- _Trecho do documento_:
______________________________

Para o porta-voz do Departamento de Estado, Ian Kelly, o Governo dos EUA não tem nenhuma informação sobre o caso Sharam Amiri nem sobre o de Ali Reza Asgari, um ex-vice-ministro da Defesa do Irã, desaparecido em 2007 na Turquia.
“Podemos afirmar que cumprimos tanto as leis americanas como nossas obrigações internacionais”, assinalou Kelly, chamando a atenção do Irã sobre suas responsabilidades quanto aos americanos presos e desaparecidos.
Na semana passada, o tema foi abordado no marco do diálogo que manteve o Grupo 5+1 (EUA, Rússia, França, Reino Unido, China e Alemanha) com o Irã, em Genebra.
O subsecretário de Estado para Assuntos Políticos, William Burns, pediu a Saeed Jalili, o negociador iraniano, que Teerã resolva os casos do estudioso Kian Tajbakhsh, um dos três turistas presos desde 31 de julho, Shane Bauer, Sarah Shourd e Joshua Fattal, e o do ex-agente do FBI Robert Levinson, desaparecido há mais de dois anos na ilha iraniana de Kish.
Autoridades do Irã afirmam ter encontrado documentos “que provam a interferência dos EUA no desaparecimento de Sharam Amiri”.
Segundo diversas fontes iranianas, Amiri desapareceu no início de junho após viajar à Arábia Saudita.
O Ministério de Assuntos Exteriores iraniano denunciou que os colegas sauditas ainda evitam responder às perguntas sobre o paradeiro do cientista.
A agência de notícias estudantil “Isna” informou que Amiri é um pesquisador da universidade de Teerã e que trabalhava em um projeto relacionado à aplicação da tecnologia nuclear para fins médicos.
O porta-voz do Ministério de Assuntos Exteriores do Irã, Hassan Qashghavi, desmentiu recentemente que Amiri fosse um cientista iraniano e que estivesse envolvido em uma nova planta de enriquecimento de urânio no Irã, próximo de Qom, como a imprensa divulgou.
Segundo o funcionário iraniano, o investigador “é simplesmente um cidadão iraniano que tinha viajado como peregrino à Arábia Saudita”.

______________________________

[Registros armazenados]
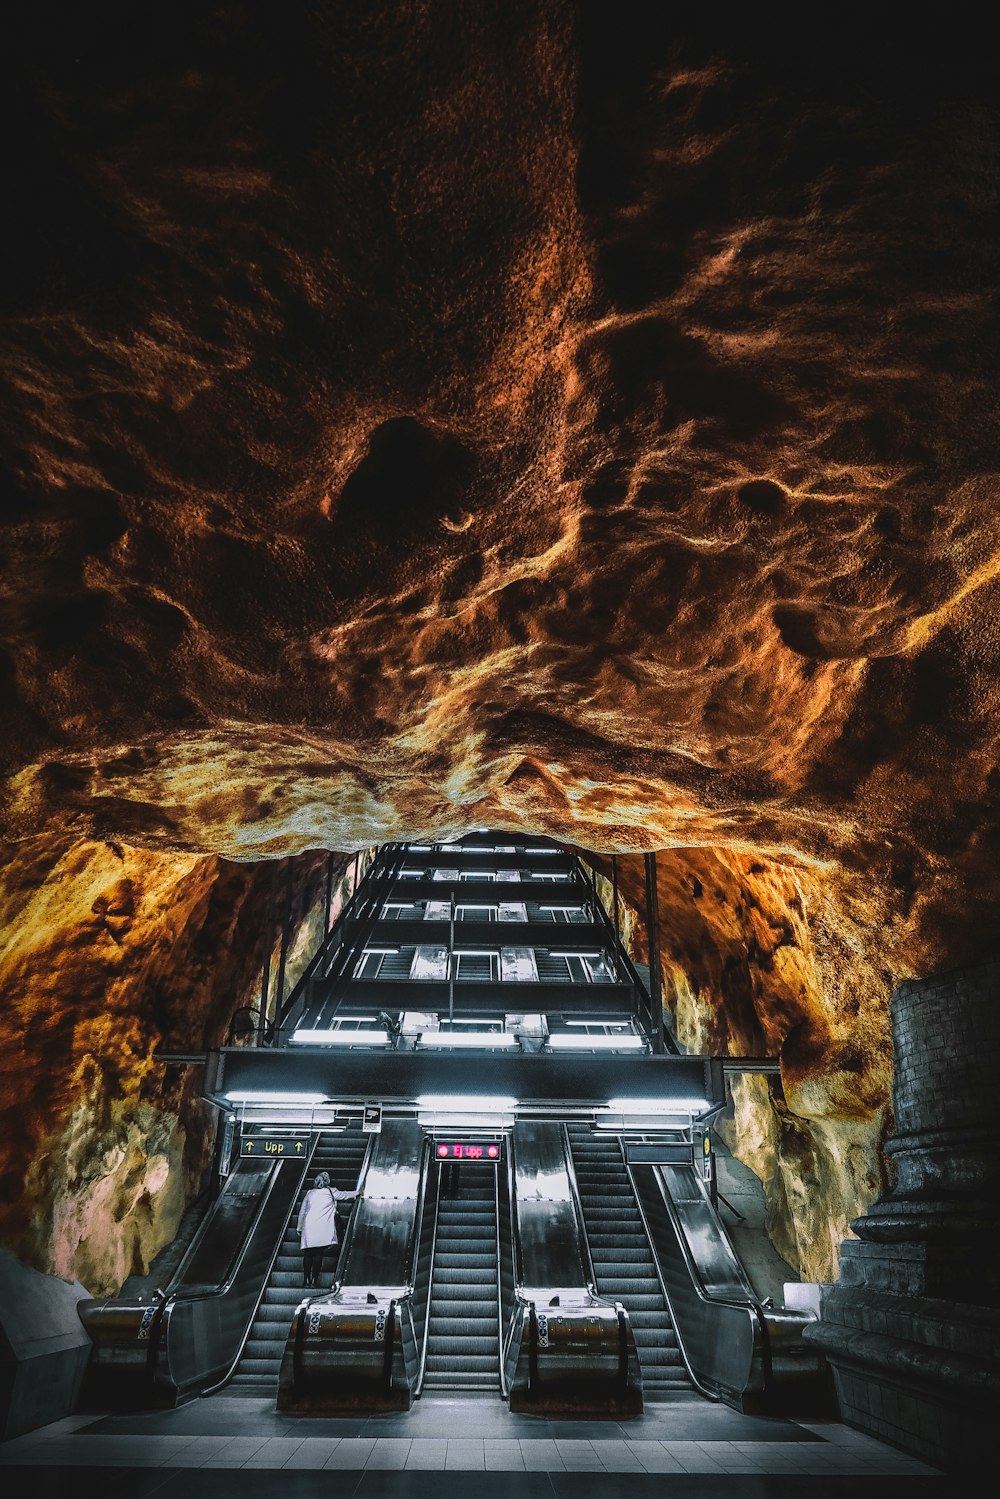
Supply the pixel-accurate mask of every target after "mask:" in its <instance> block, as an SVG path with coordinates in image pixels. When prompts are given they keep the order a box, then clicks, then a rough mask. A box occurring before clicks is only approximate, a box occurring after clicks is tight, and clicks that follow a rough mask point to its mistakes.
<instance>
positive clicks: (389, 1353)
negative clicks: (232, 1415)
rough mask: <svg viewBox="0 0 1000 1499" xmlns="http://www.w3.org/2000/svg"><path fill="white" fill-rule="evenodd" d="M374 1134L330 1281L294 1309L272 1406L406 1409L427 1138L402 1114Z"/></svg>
mask: <svg viewBox="0 0 1000 1499" xmlns="http://www.w3.org/2000/svg"><path fill="white" fill-rule="evenodd" d="M373 1138H375V1141H376V1145H375V1147H373V1153H372V1154H370V1156H369V1160H367V1165H366V1168H364V1172H363V1178H361V1180H360V1183H358V1193H360V1196H358V1201H357V1202H355V1207H354V1211H352V1214H351V1222H349V1225H348V1232H346V1235H345V1240H343V1249H342V1252H340V1262H339V1274H337V1280H336V1282H334V1286H333V1289H331V1291H328V1292H322V1294H321V1295H318V1297H315V1298H312V1300H310V1301H303V1303H301V1306H300V1307H298V1310H297V1312H295V1318H294V1321H292V1327H291V1331H289V1336H288V1343H286V1346H285V1355H283V1358H282V1369H280V1378H279V1390H277V1409H279V1411H292V1412H301V1414H306V1412H337V1411H400V1409H402V1411H405V1409H408V1408H409V1405H411V1402H412V1397H414V1390H415V1385H417V1373H418V1346H417V1325H415V1321H414V1309H412V1304H411V1303H412V1294H414V1280H415V1274H417V1264H418V1258H420V1226H421V1219H423V1205H424V1192H426V1180H427V1157H429V1142H427V1139H426V1136H424V1132H423V1129H421V1127H420V1126H418V1124H417V1123H414V1121H409V1120H385V1121H384V1123H382V1132H381V1135H376V1136H373Z"/></svg>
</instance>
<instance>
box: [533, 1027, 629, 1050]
mask: <svg viewBox="0 0 1000 1499" xmlns="http://www.w3.org/2000/svg"><path fill="white" fill-rule="evenodd" d="M549 1045H550V1046H552V1049H553V1051H642V1049H643V1046H645V1045H646V1042H645V1040H643V1039H642V1036H628V1034H625V1036H586V1034H583V1033H582V1031H570V1033H568V1034H564V1033H556V1034H555V1036H550V1037H549Z"/></svg>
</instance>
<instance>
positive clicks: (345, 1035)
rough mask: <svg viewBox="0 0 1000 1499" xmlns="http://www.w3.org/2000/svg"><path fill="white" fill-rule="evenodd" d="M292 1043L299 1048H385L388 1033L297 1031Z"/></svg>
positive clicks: (295, 1034)
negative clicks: (323, 1047)
mask: <svg viewBox="0 0 1000 1499" xmlns="http://www.w3.org/2000/svg"><path fill="white" fill-rule="evenodd" d="M292 1040H294V1042H298V1045H300V1046H304V1045H313V1046H385V1045H387V1042H388V1031H384V1030H375V1027H372V1028H369V1030H355V1031H330V1030H315V1031H304V1030H297V1031H295V1033H294V1036H292Z"/></svg>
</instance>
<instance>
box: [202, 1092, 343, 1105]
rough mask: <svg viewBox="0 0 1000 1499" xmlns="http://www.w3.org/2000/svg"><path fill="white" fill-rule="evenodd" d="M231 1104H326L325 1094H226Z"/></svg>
mask: <svg viewBox="0 0 1000 1499" xmlns="http://www.w3.org/2000/svg"><path fill="white" fill-rule="evenodd" d="M226 1099H228V1100H229V1103H292V1105H298V1103H306V1105H309V1103H325V1102H327V1094H325V1093H226Z"/></svg>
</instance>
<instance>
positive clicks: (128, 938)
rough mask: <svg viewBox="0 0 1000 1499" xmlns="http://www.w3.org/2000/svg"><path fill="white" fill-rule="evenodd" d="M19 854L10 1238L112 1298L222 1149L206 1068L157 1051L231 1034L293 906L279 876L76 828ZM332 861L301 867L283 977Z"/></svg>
mask: <svg viewBox="0 0 1000 1499" xmlns="http://www.w3.org/2000/svg"><path fill="white" fill-rule="evenodd" d="M6 854H7V859H6V865H4V869H3V875H1V878H0V902H1V910H3V920H1V922H0V931H1V932H3V941H1V943H0V986H1V988H3V994H4V1015H3V1022H1V1024H0V1078H1V1079H3V1085H1V1091H0V1142H1V1144H0V1240H1V1241H3V1244H4V1247H6V1249H9V1250H10V1252H12V1253H15V1255H18V1258H21V1259H22V1261H25V1262H27V1264H30V1265H33V1267H34V1268H37V1270H46V1271H52V1273H55V1274H61V1276H66V1277H67V1279H72V1277H76V1279H78V1280H81V1282H82V1283H84V1285H85V1286H87V1288H88V1289H90V1291H91V1292H94V1294H112V1292H115V1291H117V1289H118V1286H120V1285H121V1282H123V1280H124V1279H126V1276H129V1274H132V1273H142V1271H145V1270H147V1268H148V1262H150V1259H151V1258H153V1255H154V1253H156V1252H157V1250H159V1249H160V1247H162V1246H163V1244H166V1243H169V1240H171V1238H172V1237H174V1232H175V1228H177V1222H178V1219H180V1214H181V1211H183V1208H184V1205H186V1202H187V1201H190V1198H192V1196H193V1195H195V1193H196V1190H198V1189H199V1186H201V1183H202V1178H204V1172H205V1169H207V1166H208V1163H210V1160H211V1150H213V1138H214V1118H213V1115H211V1112H210V1111H208V1109H207V1108H205V1106H204V1105H202V1103H201V1100H199V1082H201V1075H199V1070H198V1069H195V1067H174V1066H163V1064H160V1063H157V1061H156V1060H154V1052H156V1051H157V1049H162V1051H166V1052H169V1051H181V1052H190V1051H202V1049H205V1048H207V1046H213V1045H219V1043H220V1042H222V1040H225V1037H226V1033H228V1028H229V1021H231V1016H232V1013H234V1012H235V1010H237V1009H238V1007H240V1006H241V1004H244V1003H247V1001H249V1003H256V998H258V997H259V983H261V968H262V964H264V961H265V955H267V953H268V952H270V955H271V962H273V964H274V962H276V953H277V950H279V949H280V931H279V928H280V919H282V907H280V902H279V904H277V907H273V905H271V869H268V868H267V866H249V865H232V863H228V862H225V860H222V859H217V857H214V856H210V857H199V856H195V854H166V853H150V851H147V850H136V848H132V847H129V845H124V844H108V842H91V841H82V842H81V841H72V839H67V838H63V839H51V838H42V839H34V841H30V842H27V844H21V845H19V847H16V848H7V850H6ZM339 865H340V868H339V871H337V874H339V878H337V887H339V898H340V899H342V896H343V884H345V880H349V869H348V871H346V874H345V871H343V865H345V860H343V859H340V860H339ZM325 869H327V860H325V856H324V854H312V856H309V854H306V856H301V857H300V859H295V860H292V862H291V875H292V913H294V922H295V928H297V932H298V940H297V943H294V944H291V946H289V955H288V962H286V988H288V986H291V983H292V982H294V977H295V973H297V971H298V968H300V967H301V965H303V961H304V959H306V961H307V956H309V955H310V953H312V950H313V947H315V941H316V938H318V935H319V928H321V923H322V911H324V905H322V901H324V895H325ZM286 871H288V860H285V862H283V865H282V866H280V869H279V886H280V889H282V895H283V892H285V889H286V884H285V874H286ZM273 992H274V988H273V985H271V994H273Z"/></svg>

______________________________

- _Instruções de trabalho_:
Edite a notícia sobre o desaparecimento de Sharam Amiri e reproduza o trecho que vai de "A agência de" até "a imprensa divulgou.", substituindo "pesquisador" por "docente".

- _Tarefa concluída_:
A agência de notícias estudantil “Isna” informou que Amiri é um docente da universidade de Teerã e que trabalhava em um projeto relacionado à aplicação da tecnologia nuclear para fins médicos.
O porta-voz do Ministério de Assuntos Exteriores do Irã, Hassan Qashghavi, desmentiu recentemente que Amiri fosse um cientista iraniano e que estivesse envolvido em uma nova planta de enriquecimento de urânio no Irã, próximo de Qom, como a imprensa divulgou.